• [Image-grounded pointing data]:
┌──
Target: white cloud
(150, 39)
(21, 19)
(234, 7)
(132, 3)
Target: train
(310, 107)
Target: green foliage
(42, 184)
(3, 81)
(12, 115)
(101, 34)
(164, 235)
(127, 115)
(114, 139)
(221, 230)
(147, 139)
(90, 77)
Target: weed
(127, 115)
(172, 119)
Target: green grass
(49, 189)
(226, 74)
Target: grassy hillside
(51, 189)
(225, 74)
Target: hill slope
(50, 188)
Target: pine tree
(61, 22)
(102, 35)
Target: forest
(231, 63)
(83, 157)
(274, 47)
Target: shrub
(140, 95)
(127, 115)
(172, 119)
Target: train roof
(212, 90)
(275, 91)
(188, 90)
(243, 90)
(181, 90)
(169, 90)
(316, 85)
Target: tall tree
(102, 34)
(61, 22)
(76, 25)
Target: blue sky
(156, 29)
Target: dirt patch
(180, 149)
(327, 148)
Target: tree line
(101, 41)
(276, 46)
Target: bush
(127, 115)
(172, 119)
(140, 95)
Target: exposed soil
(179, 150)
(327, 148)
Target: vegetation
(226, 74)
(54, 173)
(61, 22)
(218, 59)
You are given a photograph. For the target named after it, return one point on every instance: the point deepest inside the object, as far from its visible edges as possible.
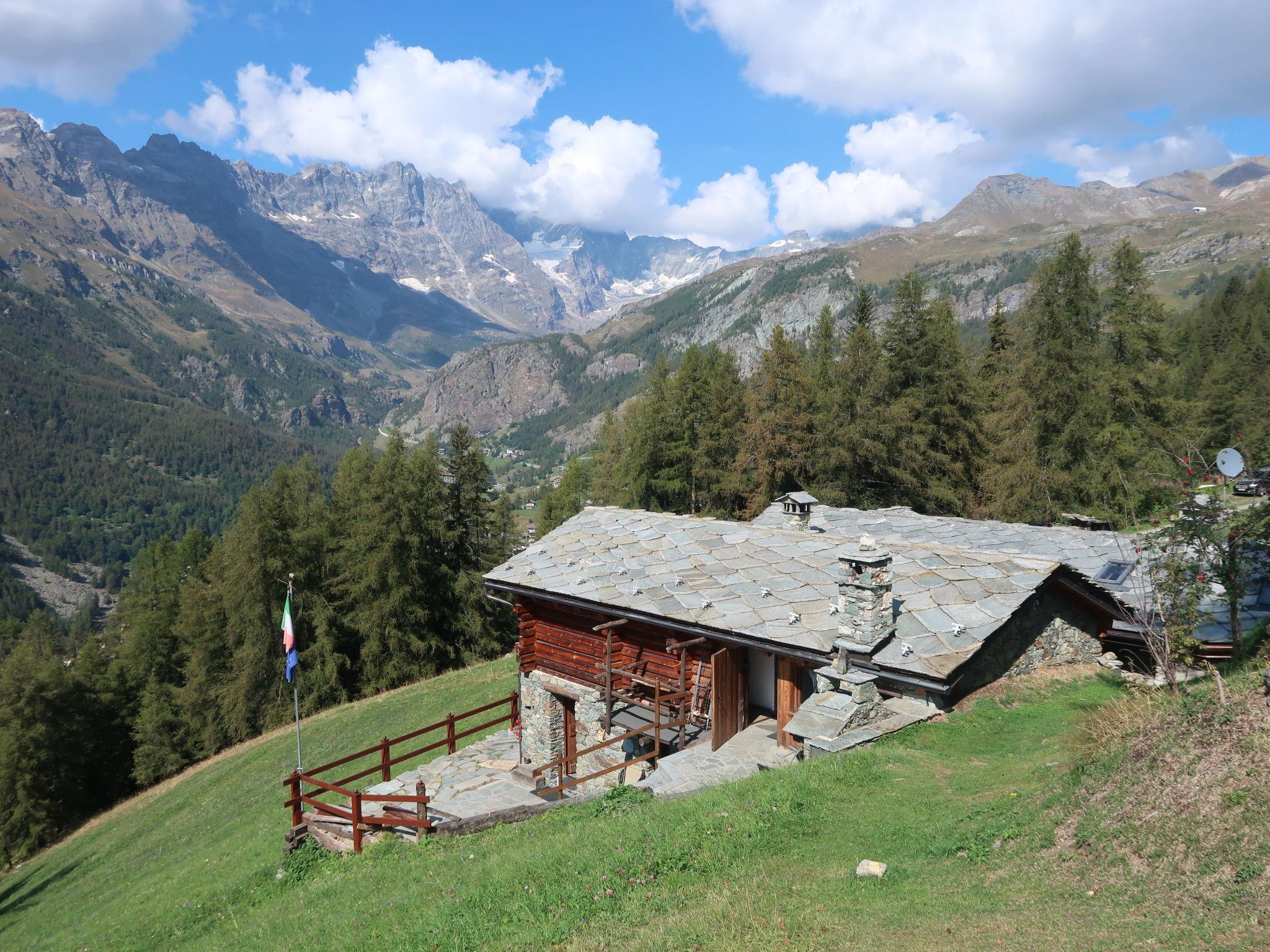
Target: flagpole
(295, 692)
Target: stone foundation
(543, 728)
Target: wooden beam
(611, 625)
(681, 645)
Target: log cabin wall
(559, 640)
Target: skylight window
(1114, 573)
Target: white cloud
(458, 120)
(595, 174)
(1065, 71)
(451, 118)
(1194, 149)
(907, 141)
(730, 211)
(845, 201)
(84, 48)
(215, 120)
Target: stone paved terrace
(470, 782)
(699, 767)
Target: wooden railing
(657, 726)
(385, 762)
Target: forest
(385, 562)
(1091, 399)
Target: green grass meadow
(974, 814)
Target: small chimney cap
(866, 550)
(801, 498)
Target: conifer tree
(159, 734)
(824, 356)
(393, 584)
(468, 482)
(863, 311)
(566, 500)
(609, 462)
(1047, 428)
(778, 441)
(719, 489)
(649, 428)
(45, 743)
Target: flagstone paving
(698, 767)
(470, 782)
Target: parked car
(1255, 484)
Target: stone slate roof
(775, 584)
(1083, 550)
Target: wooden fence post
(356, 803)
(420, 809)
(298, 809)
(683, 692)
(657, 723)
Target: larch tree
(778, 441)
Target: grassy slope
(180, 862)
(992, 843)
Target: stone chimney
(865, 603)
(798, 509)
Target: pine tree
(778, 439)
(854, 464)
(504, 537)
(609, 464)
(1047, 428)
(566, 500)
(649, 428)
(1130, 408)
(863, 311)
(468, 479)
(159, 734)
(945, 415)
(45, 743)
(394, 586)
(824, 355)
(904, 333)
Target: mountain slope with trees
(386, 563)
(1089, 399)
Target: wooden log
(329, 840)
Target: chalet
(835, 630)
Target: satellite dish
(1230, 462)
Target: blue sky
(727, 121)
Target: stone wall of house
(1048, 631)
(543, 726)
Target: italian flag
(288, 639)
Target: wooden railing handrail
(593, 748)
(356, 799)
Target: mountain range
(407, 263)
(407, 298)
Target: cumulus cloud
(1068, 71)
(843, 201)
(458, 120)
(213, 121)
(84, 48)
(730, 211)
(1194, 149)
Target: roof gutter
(716, 633)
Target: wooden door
(571, 736)
(789, 695)
(728, 708)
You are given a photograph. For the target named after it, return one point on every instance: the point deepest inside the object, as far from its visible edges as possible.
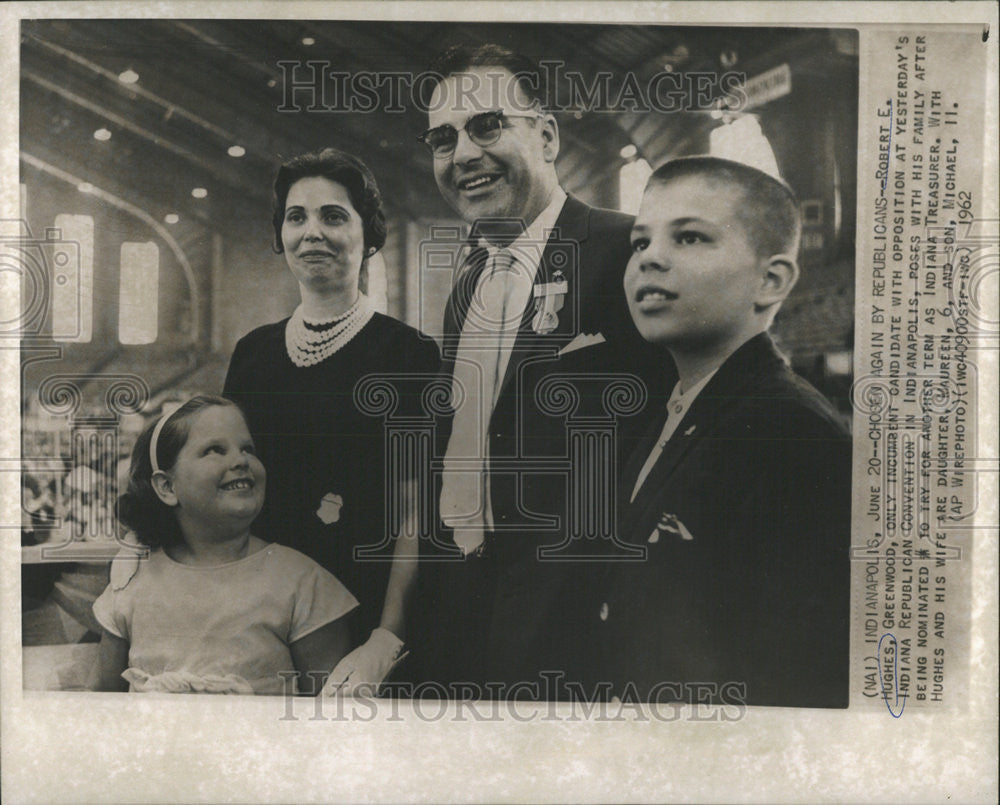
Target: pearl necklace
(312, 343)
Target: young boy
(741, 491)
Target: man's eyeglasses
(483, 129)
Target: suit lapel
(562, 252)
(724, 390)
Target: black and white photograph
(395, 383)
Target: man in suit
(541, 275)
(740, 493)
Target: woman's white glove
(363, 670)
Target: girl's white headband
(154, 439)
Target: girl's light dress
(221, 629)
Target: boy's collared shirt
(677, 407)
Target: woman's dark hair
(140, 508)
(344, 169)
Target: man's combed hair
(462, 58)
(769, 209)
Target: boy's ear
(780, 273)
(164, 488)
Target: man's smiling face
(511, 178)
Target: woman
(295, 380)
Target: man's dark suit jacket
(502, 617)
(746, 520)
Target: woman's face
(323, 236)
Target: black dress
(325, 458)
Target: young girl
(212, 608)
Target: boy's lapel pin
(329, 508)
(670, 524)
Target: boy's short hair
(770, 212)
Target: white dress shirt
(491, 326)
(677, 407)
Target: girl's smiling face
(323, 236)
(217, 482)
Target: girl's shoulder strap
(126, 563)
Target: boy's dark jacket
(746, 522)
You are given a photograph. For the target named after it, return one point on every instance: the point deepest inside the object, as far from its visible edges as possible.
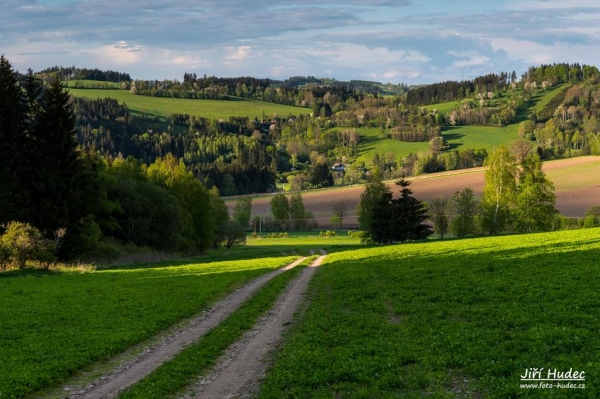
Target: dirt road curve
(109, 385)
(239, 371)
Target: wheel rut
(153, 355)
(239, 371)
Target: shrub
(591, 221)
(25, 242)
(568, 223)
(328, 233)
(356, 234)
(5, 256)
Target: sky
(389, 41)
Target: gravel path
(150, 358)
(239, 371)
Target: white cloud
(239, 54)
(470, 58)
(119, 53)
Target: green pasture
(473, 137)
(447, 319)
(458, 137)
(544, 97)
(370, 143)
(173, 376)
(88, 84)
(54, 324)
(443, 108)
(214, 109)
(305, 242)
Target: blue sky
(397, 41)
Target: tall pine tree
(61, 177)
(12, 142)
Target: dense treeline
(70, 73)
(452, 90)
(214, 88)
(561, 73)
(573, 129)
(78, 198)
(224, 153)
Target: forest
(67, 197)
(158, 183)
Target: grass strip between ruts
(176, 374)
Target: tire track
(239, 371)
(141, 365)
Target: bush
(356, 234)
(5, 256)
(568, 223)
(327, 234)
(591, 221)
(23, 242)
(593, 210)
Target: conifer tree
(61, 178)
(12, 141)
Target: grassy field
(488, 137)
(459, 137)
(179, 372)
(214, 109)
(447, 319)
(54, 324)
(95, 84)
(443, 108)
(370, 143)
(544, 98)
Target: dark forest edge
(93, 174)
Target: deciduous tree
(280, 208)
(297, 212)
(500, 191)
(243, 211)
(439, 209)
(465, 209)
(340, 211)
(374, 191)
(535, 203)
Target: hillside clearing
(575, 181)
(214, 109)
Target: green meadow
(214, 109)
(447, 319)
(458, 137)
(54, 324)
(442, 319)
(370, 143)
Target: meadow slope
(575, 180)
(447, 319)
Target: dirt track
(239, 371)
(152, 356)
(570, 201)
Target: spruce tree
(399, 219)
(61, 178)
(12, 142)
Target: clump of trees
(290, 214)
(22, 243)
(52, 184)
(516, 197)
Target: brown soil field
(576, 182)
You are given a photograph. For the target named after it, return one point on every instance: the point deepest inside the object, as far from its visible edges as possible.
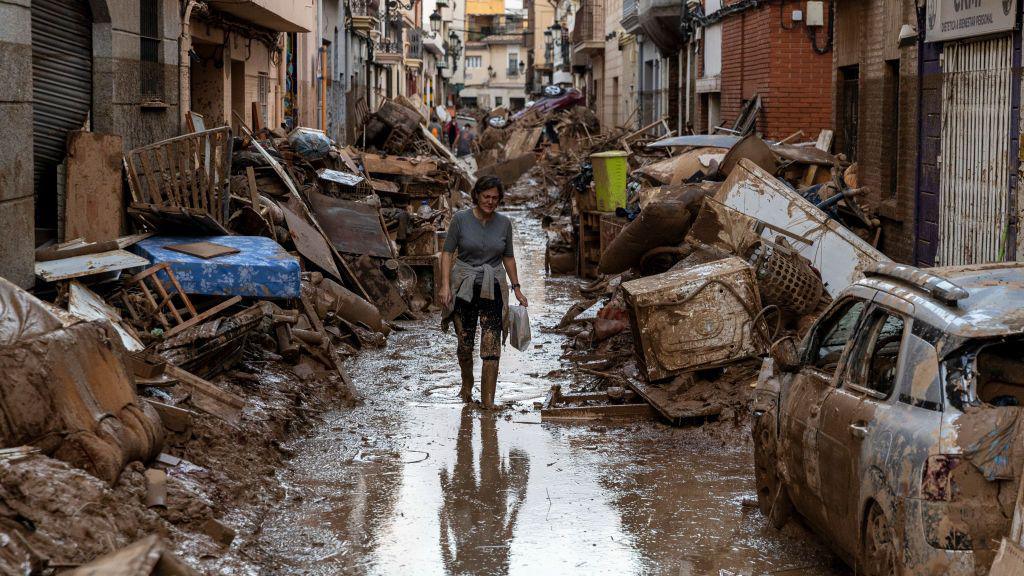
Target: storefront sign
(949, 19)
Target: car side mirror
(785, 355)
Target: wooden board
(310, 244)
(94, 208)
(588, 406)
(350, 279)
(88, 264)
(209, 398)
(397, 166)
(353, 228)
(204, 249)
(382, 291)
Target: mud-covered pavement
(413, 482)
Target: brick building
(876, 87)
(933, 124)
(762, 50)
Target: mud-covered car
(892, 427)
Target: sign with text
(949, 19)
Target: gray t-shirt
(478, 243)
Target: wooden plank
(253, 193)
(310, 244)
(133, 183)
(94, 197)
(88, 264)
(204, 316)
(153, 193)
(203, 249)
(208, 397)
(599, 411)
(353, 228)
(351, 279)
(173, 418)
(192, 152)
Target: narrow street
(413, 482)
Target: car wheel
(880, 544)
(773, 500)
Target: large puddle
(413, 482)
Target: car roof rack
(937, 286)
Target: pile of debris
(709, 256)
(255, 263)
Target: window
(848, 105)
(151, 75)
(872, 363)
(263, 89)
(920, 382)
(890, 128)
(833, 334)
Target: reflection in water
(478, 510)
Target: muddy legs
(466, 366)
(488, 382)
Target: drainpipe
(318, 67)
(184, 60)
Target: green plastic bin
(610, 171)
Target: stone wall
(16, 204)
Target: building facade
(138, 68)
(496, 59)
(770, 52)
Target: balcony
(414, 48)
(364, 14)
(631, 17)
(387, 51)
(659, 21)
(588, 30)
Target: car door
(802, 404)
(853, 437)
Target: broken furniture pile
(715, 253)
(249, 256)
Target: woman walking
(476, 257)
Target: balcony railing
(365, 8)
(387, 51)
(513, 29)
(589, 25)
(414, 48)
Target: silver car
(892, 427)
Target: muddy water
(413, 482)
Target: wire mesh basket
(784, 278)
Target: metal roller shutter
(974, 191)
(61, 76)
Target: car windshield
(989, 372)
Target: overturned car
(894, 427)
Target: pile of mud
(54, 516)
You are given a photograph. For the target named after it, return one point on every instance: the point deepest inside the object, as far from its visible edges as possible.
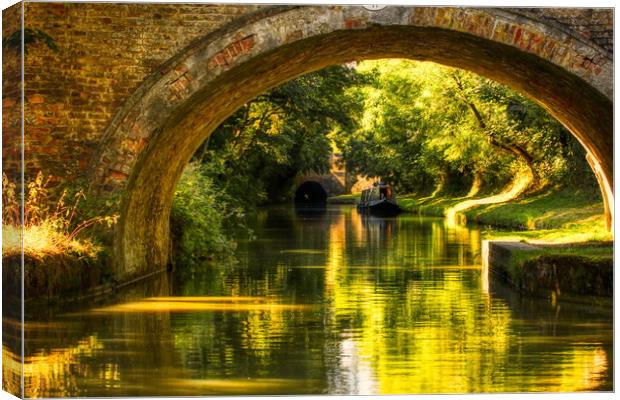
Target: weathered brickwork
(105, 52)
(591, 24)
(135, 88)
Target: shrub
(51, 224)
(199, 213)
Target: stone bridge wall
(107, 50)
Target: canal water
(323, 301)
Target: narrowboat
(379, 199)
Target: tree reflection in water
(324, 302)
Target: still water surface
(323, 302)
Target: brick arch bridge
(148, 129)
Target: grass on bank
(547, 217)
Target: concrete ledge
(548, 275)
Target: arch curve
(155, 134)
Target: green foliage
(257, 152)
(425, 126)
(199, 213)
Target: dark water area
(323, 301)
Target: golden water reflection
(331, 302)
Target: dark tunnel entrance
(310, 192)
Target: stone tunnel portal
(199, 88)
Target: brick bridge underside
(135, 88)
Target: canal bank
(545, 244)
(324, 301)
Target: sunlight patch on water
(198, 304)
(236, 386)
└──
• [WORK ORDER]: Please output only the lines from the one holding "Target: canal bank" to the end of the records, first and last included, exactly as they appear.

• [RESULT FOR THIS TASK]:
Target: canal bank
(545, 244)
(324, 301)
Target: sunlight patch on water
(198, 304)
(236, 386)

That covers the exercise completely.